Problem description - Update the listing below by replacing "Study" with "Examine" wherever it occurs, changing nothing else. Leave the pictures out of your version.

-- start of Available data --

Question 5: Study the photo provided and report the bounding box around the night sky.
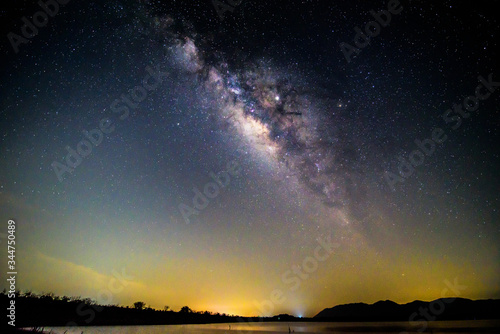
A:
[0,0,500,316]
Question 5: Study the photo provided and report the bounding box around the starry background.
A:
[0,0,500,316]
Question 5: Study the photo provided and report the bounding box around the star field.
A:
[0,0,500,316]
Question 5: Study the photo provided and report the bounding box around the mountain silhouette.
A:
[314,298,500,321]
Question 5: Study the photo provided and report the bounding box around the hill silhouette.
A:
[313,298,500,321]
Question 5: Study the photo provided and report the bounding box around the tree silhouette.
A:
[134,302,146,310]
[180,306,193,313]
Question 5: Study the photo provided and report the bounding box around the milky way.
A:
[145,12,372,222]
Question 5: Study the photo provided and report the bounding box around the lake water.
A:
[35,320,500,334]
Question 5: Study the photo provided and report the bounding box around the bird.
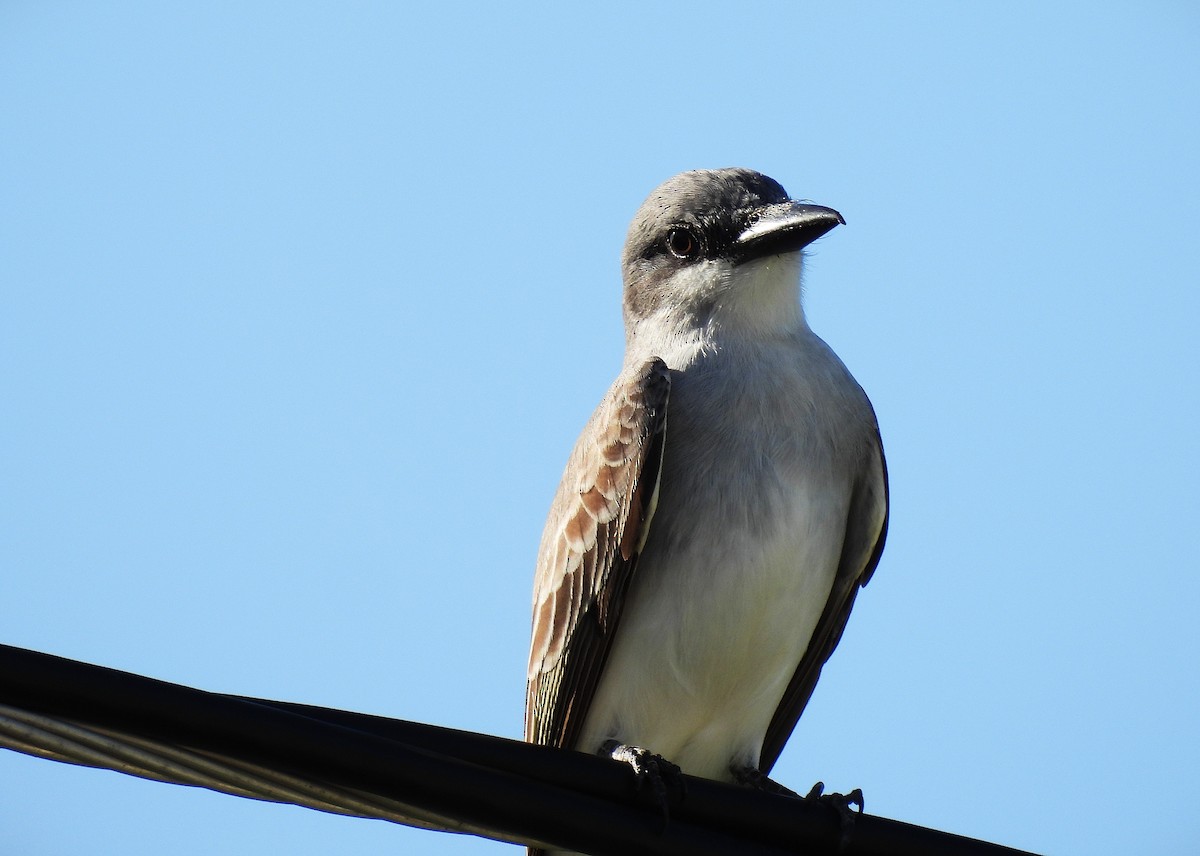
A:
[524,168,888,840]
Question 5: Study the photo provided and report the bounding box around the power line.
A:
[0,646,1028,856]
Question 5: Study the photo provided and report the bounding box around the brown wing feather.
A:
[526,359,671,747]
[758,435,888,773]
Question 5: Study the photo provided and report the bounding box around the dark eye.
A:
[667,228,700,258]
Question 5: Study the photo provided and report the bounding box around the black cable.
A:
[0,646,1041,856]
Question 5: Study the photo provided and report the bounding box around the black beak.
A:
[733,202,846,263]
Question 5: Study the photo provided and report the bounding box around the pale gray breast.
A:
[652,334,875,543]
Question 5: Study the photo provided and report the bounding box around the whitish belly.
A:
[578,484,847,779]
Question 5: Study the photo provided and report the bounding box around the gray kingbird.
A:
[526,169,888,849]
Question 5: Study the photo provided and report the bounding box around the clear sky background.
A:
[0,0,1200,856]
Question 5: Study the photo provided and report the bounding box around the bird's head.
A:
[622,168,845,341]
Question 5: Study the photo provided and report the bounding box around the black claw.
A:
[804,782,866,848]
[730,766,796,798]
[600,740,688,830]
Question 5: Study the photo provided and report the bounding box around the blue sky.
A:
[0,2,1200,856]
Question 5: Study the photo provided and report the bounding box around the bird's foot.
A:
[599,740,688,828]
[730,765,800,798]
[804,782,866,832]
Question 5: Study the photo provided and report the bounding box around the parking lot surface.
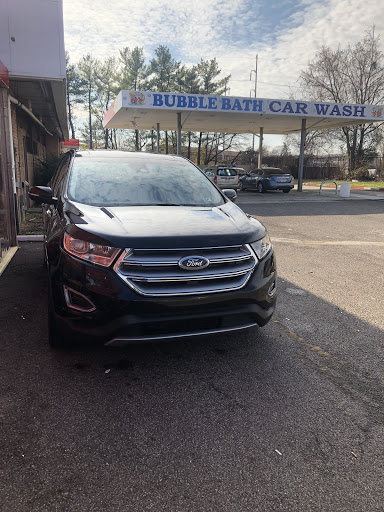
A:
[0,192,384,512]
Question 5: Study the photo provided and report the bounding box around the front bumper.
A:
[51,250,276,344]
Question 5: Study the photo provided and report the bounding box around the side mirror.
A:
[223,188,237,203]
[28,186,57,204]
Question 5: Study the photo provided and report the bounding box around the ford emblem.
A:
[179,256,209,270]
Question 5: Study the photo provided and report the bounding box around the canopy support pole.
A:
[257,128,264,167]
[156,123,160,153]
[177,113,181,155]
[297,119,307,192]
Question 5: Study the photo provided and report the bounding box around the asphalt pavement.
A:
[0,191,384,512]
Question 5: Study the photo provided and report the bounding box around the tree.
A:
[300,27,384,171]
[65,52,84,139]
[119,46,148,91]
[93,57,118,149]
[119,46,149,151]
[77,53,100,149]
[197,59,231,165]
[149,45,180,154]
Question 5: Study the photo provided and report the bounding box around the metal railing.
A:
[319,180,337,195]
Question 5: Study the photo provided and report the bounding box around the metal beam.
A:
[156,123,160,153]
[297,119,307,192]
[177,113,181,155]
[257,128,264,167]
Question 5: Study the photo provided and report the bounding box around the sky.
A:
[63,0,384,146]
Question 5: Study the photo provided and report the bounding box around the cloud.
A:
[64,0,384,148]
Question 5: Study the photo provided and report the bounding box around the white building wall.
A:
[0,0,65,80]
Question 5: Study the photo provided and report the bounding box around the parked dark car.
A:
[240,167,295,193]
[30,151,276,348]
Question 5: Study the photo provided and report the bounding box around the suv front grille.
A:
[114,244,257,296]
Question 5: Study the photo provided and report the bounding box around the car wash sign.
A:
[120,91,384,122]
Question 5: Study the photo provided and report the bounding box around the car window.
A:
[217,169,237,176]
[68,155,224,207]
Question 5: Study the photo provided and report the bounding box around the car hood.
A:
[64,202,265,249]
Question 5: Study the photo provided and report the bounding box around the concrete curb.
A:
[303,182,384,192]
[17,235,44,242]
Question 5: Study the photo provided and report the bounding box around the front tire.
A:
[48,306,73,350]
[48,279,74,350]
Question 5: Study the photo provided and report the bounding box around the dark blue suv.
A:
[30,151,276,348]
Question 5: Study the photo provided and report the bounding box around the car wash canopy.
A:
[103,91,384,134]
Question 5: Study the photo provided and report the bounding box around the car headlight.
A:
[64,233,120,267]
[250,233,272,260]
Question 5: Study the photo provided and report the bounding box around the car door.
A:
[44,154,71,261]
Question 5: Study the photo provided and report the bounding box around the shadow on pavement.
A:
[0,243,384,512]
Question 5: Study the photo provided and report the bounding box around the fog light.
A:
[268,279,276,297]
[64,286,96,313]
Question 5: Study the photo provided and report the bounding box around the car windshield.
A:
[263,169,287,176]
[68,155,225,207]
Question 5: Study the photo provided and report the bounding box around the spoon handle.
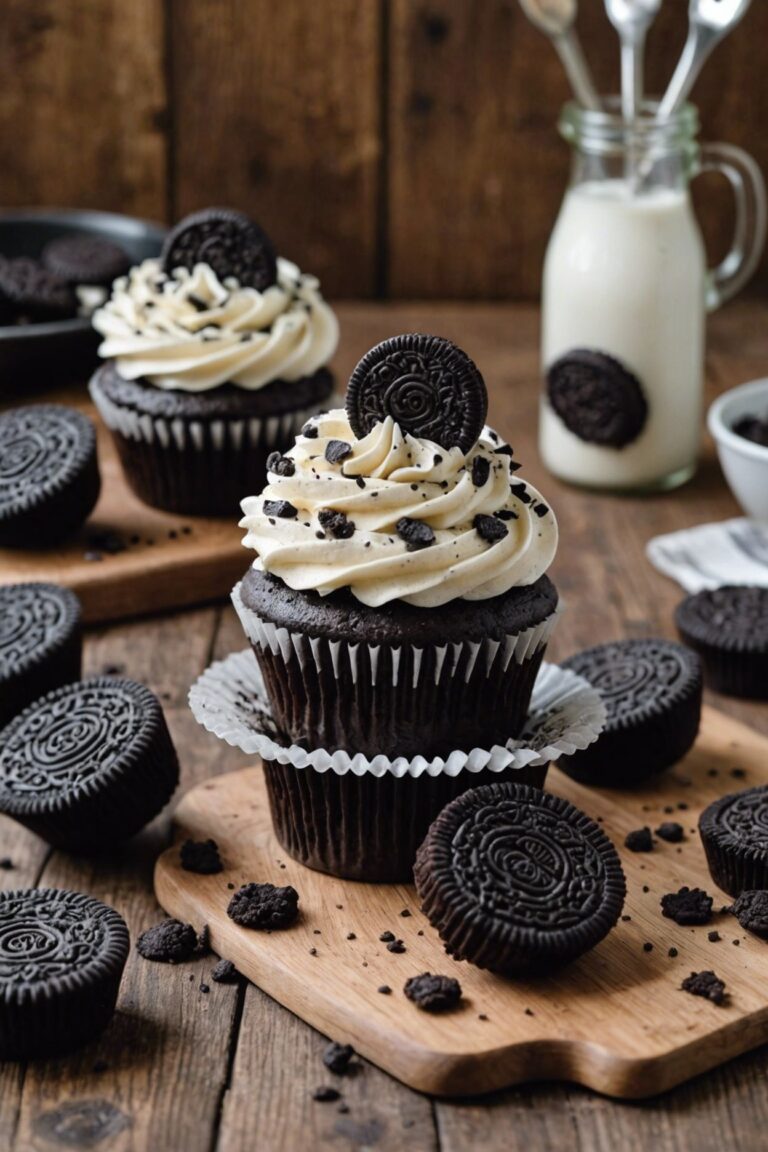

-- end of Available data --

Task answer -
Question 5: Examine the photo provided and report the bounding box around the night sky.
A:
[0,0,500,316]
Question 5: Examine the photo provided and report the bounding box around the starry background.
A:
[0,0,500,316]
Question 5: Examine the photo provided and report the bounding box around the star field.
A:
[0,0,500,316]
Question 5: Examine the photo provided and report the bounding box around the mountain silhouette.
A:
[314,298,500,321]
Question 5: Examine the photo provided and report the bounding box around the hill silhouette.
A:
[313,298,500,321]
Question 5: Examine the photo provided and report the bounding box around the tree silhouette.
A:
[134,302,146,310]
[180,306,193,313]
Question 5: Examine the photo provided and report the bounding box around the milky way.
A:
[145,12,372,222]
Question 5: Examine the photo provided and report the bounding box around the lake water.
A:
[35,320,500,334]
Question 5: Examine the photo provided and report the bounding box around the bird.
A:
[524,168,888,840]
Question 5: Examine the photo provided and report the bounding box around the power line.
A:
[0,646,1028,856]
Question 5: Examine the photo provided and report the bounding box around the brown wing feather.
A:
[526,359,671,747]
[758,435,888,773]
Question 5: Examine the photo provided and report the bounding box around the dark eye.
A:
[667,228,700,258]
Question 5: Examine the photo provided and report the bounding box around the black cable.
A:
[0,646,1041,856]
Question 5: Examine the photo provided and report the bounding box around the black beak.
A:
[733,202,846,263]
Question 5: Examine the photo provided and report the bounding box around the pale gray breast.
A:
[652,334,875,543]
Question 5: Examine the photo provided and report the bounding box around the whitish belly.
A:
[578,484,847,779]
Question 5: Examine the photo provided and report the bounding box around the gray kingbird.
A:
[526,169,888,849]
Question 5: Examine the photo provided and report the bounding box around the clear sky background.
A:
[0,0,1200,856]
Question 5: Examine the photo provided and report the bounding box around the bird's head.
A:
[622,168,845,341]
Question 5: Examine the photo provided and report the bounding box around the black claw.
A:
[804,782,866,848]
[730,766,796,798]
[600,740,688,830]
Question 5: Examine the photo provided and report the bounding box around the blue sky.
A:
[0,2,1200,856]
Question 5: Examine the photo provided and report the bounding box around the bird's foot.
A:
[599,740,688,828]
[730,765,800,798]
[804,782,866,832]
Question 5: Examine the photo provided and report the bounding box around the parking lot surface.
A:
[0,192,384,512]
Question 5: Examine the photo provided and report the bounding box around the front bumper.
A:
[51,250,276,344]
Question 5: Examine the photo provided and report the bounding box around the side mirror.
A:
[223,188,237,203]
[28,186,57,204]
Question 5: Examine the photo provided and report the bounding box around the ford emblem.
A:
[179,256,209,270]
Question 5: Examine the photo provided and report the bounding box around the canopy support pole.
A:
[257,128,264,167]
[156,123,160,153]
[177,113,181,155]
[297,119,307,192]
Question 5: Examine the photo provided and report the bounding box around the asphalt pavement.
A:
[0,191,384,512]
Question 5: Examine the photo provided and report the bounding box around the tree.
A:
[300,27,384,171]
[65,52,84,139]
[119,46,148,91]
[93,57,118,149]
[119,46,149,151]
[77,53,100,149]
[197,59,231,165]
[149,45,180,154]
Question 5: Examine the photo provided and report the bounding box around the metal railing.
A:
[319,180,337,195]
Question 5: Examine the photo provided and report the bounding box around the metal beam.
A:
[156,123,160,153]
[297,119,307,192]
[177,113,181,155]
[257,128,264,167]
Question 5: Examine the photo provided and report the bounding box around the sky.
A:
[63,0,384,146]
Question 5: Examine the photo provided and report the bounding box around the cloud.
A:
[64,0,384,148]
Question 5: Examine the photo provided and report the bounding box around the white building wall.
A:
[0,0,65,80]
Question 5: Examine the photo provided and report the bounding box around the parked dark car.
A:
[240,167,295,193]
[30,151,276,348]
Question 5: Examine the photo provided and report the bounding box around the suv front grille.
A:
[114,244,257,296]
Question 5: Examine the photo provided and report the bounding box around the car wash sign.
A:
[120,91,384,122]
Question 5: Examine the photo provided and report the bounding box around the car window.
A:
[217,169,237,176]
[68,155,224,207]
Question 5: Examine the photo provided and report the bounding box around the car hood.
A:
[64,202,265,249]
Question 5: Examine the photo provided and report the bounding box around the concrete curb.
A:
[303,182,384,192]
[17,235,44,242]
Question 5: Examine the photo provided and report the bounding box around the front tire.
A:
[48,306,73,350]
[48,279,74,350]
Question 5: Examine the photo provided and report the bounding box around the dark blue suv.
A:
[30,151,276,348]
Question 5: Examine the photo provided and report the bounding box around the car wash canopy.
A:
[103,91,384,134]
Question 5: Examine the photo provided and report the bounding box around the car headlight.
A:
[64,233,120,267]
[250,233,272,260]
Question 5: Examine the photo provided and report the bounding box around the car door.
A:
[44,154,71,261]
Question 5: Examine the photo provided and report the bounding box around the shadow on pavement.
A:
[0,243,384,512]
Question 5: Examine the photo provided and report the bounding box around the fog light.
A:
[268,279,276,297]
[64,286,96,313]
Question 5: Examine the photo provided and report the bounding box around the car windshield.
A:
[263,169,287,176]
[68,155,225,207]
Question 5: Examine the photo provided and report the bounding box around the spoon handle.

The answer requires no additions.